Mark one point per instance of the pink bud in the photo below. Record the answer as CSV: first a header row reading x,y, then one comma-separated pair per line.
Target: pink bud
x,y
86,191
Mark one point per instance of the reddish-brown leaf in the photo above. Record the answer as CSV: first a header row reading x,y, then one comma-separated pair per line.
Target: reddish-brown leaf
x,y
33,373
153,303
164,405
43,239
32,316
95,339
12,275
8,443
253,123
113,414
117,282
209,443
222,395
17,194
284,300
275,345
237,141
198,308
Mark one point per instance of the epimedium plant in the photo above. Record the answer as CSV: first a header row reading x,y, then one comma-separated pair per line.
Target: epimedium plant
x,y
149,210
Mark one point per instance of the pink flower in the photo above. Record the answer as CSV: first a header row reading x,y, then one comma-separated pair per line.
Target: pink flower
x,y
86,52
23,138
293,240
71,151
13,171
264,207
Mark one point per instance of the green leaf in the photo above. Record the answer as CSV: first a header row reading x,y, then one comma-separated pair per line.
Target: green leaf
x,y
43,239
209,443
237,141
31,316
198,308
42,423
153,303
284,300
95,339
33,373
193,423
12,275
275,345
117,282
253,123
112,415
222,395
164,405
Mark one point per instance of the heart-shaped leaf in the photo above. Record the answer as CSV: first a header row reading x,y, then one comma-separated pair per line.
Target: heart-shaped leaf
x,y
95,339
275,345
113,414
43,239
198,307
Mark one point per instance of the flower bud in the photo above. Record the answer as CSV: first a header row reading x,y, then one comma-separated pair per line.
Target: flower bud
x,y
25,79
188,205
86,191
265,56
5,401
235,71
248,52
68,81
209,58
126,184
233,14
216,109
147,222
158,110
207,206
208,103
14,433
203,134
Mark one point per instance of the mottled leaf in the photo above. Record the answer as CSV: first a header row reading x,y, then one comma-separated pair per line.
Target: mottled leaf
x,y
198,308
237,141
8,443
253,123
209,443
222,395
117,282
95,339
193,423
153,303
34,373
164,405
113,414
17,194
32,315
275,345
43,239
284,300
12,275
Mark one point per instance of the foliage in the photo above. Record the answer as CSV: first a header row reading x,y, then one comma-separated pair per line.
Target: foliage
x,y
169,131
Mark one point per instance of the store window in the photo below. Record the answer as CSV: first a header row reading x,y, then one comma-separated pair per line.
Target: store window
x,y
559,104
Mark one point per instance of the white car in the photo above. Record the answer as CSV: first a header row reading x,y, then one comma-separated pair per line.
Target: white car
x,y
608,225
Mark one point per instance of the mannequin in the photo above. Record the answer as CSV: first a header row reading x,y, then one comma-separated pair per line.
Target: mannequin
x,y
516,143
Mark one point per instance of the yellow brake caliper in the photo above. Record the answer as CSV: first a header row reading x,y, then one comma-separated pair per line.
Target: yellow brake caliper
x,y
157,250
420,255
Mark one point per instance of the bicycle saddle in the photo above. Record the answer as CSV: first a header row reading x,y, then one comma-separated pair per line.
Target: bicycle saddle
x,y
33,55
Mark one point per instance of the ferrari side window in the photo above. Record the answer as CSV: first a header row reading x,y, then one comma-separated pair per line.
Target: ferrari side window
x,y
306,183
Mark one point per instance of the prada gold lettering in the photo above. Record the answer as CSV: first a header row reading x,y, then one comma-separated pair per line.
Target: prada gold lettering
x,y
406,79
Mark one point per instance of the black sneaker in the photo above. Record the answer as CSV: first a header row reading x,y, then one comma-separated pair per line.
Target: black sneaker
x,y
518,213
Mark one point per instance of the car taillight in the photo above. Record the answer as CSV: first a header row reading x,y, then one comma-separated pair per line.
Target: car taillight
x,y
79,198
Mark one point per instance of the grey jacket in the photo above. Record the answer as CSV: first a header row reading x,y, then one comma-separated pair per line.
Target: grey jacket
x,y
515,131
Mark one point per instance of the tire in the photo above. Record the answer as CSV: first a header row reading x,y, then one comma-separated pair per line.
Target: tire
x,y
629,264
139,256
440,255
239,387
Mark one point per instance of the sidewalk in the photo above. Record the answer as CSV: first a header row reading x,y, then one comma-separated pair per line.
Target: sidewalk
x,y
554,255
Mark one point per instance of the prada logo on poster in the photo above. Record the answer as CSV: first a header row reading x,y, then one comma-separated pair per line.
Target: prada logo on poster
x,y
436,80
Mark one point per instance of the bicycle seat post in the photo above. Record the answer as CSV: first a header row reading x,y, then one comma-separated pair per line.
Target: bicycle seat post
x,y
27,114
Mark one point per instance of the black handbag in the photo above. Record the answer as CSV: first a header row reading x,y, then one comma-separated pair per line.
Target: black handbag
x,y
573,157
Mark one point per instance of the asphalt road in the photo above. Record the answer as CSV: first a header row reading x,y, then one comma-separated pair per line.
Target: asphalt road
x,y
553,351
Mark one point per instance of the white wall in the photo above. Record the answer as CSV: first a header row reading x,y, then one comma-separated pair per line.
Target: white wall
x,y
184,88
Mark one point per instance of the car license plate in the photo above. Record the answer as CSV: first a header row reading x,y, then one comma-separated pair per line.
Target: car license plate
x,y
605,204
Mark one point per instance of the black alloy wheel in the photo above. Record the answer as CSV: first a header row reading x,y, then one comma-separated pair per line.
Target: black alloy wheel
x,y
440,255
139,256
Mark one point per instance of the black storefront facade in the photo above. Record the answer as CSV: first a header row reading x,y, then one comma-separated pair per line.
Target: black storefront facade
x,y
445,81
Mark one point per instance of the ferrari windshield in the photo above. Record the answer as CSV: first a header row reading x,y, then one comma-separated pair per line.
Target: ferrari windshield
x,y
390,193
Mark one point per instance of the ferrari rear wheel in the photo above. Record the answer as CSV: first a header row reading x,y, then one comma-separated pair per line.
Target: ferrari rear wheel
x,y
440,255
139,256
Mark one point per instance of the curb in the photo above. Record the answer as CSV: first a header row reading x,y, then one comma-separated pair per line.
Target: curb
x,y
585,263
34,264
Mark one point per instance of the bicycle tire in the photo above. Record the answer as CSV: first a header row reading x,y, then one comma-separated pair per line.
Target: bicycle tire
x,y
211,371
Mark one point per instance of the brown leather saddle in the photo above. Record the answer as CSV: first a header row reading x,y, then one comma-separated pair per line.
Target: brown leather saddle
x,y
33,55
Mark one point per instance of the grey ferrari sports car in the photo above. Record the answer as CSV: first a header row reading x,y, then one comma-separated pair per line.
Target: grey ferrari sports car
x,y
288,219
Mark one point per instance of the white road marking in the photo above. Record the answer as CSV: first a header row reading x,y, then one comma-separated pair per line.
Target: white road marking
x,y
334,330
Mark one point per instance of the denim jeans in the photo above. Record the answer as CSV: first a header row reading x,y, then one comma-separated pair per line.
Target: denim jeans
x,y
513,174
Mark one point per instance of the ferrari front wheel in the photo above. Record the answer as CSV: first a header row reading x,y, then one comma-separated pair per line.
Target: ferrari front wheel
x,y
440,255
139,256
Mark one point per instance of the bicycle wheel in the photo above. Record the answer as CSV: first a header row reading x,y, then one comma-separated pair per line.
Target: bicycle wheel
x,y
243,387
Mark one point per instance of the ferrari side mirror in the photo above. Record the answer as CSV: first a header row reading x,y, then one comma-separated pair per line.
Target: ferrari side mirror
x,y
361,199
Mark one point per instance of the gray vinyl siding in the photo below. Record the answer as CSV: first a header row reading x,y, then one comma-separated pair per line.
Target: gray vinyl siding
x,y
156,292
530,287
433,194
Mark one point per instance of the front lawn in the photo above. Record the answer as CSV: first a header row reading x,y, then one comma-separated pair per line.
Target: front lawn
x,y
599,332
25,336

• JOB
Nothing outside the span should appear: transcribe the lines from the one containing "Mark one point per instance of the ferrari side mirror" through the last line of the records.

• ANSWER BELOW
Mark one point per instance of the ferrari side mirror in the photo above. Record the answer as CSV: first a header row reading x,y, then one comma-separated pair per line.
Target: ferrari side mirror
x,y
361,199
Mark one point per instance of the gray vinyl siding in the photo below. Record the answer as CSV: first a header row reading x,y, then one comma-separated pair per line.
Target: gray vinyl siding
x,y
156,292
530,287
433,194
Mark one point per instance of the front lawn in the photo above. Record the answer as CSV: first a header row reading x,y, then one comma-separated pair per line.
Target: front lawn
x,y
599,332
25,336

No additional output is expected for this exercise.